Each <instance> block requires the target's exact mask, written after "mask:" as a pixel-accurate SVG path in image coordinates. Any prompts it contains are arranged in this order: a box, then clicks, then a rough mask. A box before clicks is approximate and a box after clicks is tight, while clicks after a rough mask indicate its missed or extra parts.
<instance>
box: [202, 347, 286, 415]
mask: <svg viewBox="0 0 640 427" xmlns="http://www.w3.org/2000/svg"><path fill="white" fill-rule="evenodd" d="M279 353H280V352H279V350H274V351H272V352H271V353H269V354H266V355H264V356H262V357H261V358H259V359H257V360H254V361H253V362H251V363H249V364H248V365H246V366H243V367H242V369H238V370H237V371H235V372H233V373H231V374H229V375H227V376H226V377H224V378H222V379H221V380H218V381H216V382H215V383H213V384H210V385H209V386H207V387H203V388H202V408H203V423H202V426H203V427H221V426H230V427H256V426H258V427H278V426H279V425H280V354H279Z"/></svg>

==

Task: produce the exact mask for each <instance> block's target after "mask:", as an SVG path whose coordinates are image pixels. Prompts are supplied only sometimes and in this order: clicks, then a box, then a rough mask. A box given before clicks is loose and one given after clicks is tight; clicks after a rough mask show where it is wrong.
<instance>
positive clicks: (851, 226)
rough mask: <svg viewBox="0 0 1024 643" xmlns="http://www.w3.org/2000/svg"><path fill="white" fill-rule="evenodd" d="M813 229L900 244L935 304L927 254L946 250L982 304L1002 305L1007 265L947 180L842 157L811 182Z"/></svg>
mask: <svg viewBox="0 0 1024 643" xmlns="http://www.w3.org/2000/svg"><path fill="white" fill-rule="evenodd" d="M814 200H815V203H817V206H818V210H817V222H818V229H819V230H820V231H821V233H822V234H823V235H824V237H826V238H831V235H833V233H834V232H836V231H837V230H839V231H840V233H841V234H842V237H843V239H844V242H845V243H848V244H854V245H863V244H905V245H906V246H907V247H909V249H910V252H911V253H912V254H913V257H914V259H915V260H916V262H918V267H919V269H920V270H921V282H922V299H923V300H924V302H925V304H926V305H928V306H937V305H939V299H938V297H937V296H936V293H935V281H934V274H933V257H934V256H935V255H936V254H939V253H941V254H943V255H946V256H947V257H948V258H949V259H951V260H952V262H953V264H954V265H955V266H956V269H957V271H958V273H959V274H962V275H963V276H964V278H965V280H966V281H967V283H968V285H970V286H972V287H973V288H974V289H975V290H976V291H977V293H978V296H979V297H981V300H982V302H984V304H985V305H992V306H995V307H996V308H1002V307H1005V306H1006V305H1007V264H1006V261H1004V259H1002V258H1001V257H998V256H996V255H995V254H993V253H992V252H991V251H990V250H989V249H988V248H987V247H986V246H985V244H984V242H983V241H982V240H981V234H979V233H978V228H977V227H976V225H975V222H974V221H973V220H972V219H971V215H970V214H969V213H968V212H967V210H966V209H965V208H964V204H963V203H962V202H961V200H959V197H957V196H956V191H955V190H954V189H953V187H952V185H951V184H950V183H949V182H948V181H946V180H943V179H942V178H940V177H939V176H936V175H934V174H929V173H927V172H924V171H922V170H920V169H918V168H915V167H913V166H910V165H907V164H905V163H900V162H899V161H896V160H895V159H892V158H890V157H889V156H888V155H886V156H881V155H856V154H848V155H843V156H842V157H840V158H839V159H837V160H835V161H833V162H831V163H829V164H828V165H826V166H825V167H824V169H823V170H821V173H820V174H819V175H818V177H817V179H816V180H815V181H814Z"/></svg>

==

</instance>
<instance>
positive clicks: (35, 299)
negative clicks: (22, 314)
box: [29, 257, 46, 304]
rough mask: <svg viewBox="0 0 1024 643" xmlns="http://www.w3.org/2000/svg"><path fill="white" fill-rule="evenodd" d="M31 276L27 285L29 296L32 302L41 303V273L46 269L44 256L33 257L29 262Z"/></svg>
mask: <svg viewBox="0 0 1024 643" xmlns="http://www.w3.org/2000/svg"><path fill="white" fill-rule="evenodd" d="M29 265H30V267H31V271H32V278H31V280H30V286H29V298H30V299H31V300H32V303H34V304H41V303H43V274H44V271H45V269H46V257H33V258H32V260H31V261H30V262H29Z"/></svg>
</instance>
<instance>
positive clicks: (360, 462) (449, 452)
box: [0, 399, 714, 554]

[PROBLEM DETAILS]:
List every line of the data above that contains the word "then", copying each line in full.

[YOUR SOLUTION]:
Each <instance> block requires the target's exact mask, written after "mask:" as a pixel-accurate SVG path in image coordinates. Any prompts it contains are arranged in this order: a box, then clicks, then a rough mask. A box before clicks is approximate and a box after clicks is tight, while clicks after a rough mask indicate its missed or extra parts.
Task: produce the exact mask for each <instance> block's target after "mask:", as an SVG path whose coordinates are image pixels. Prompts are supplied only sometimes and in this order: clicks, then a box, then a rough mask. A box given before clicks is loose and one given after clicks is tight; clicks after a rough mask show where it is wrong.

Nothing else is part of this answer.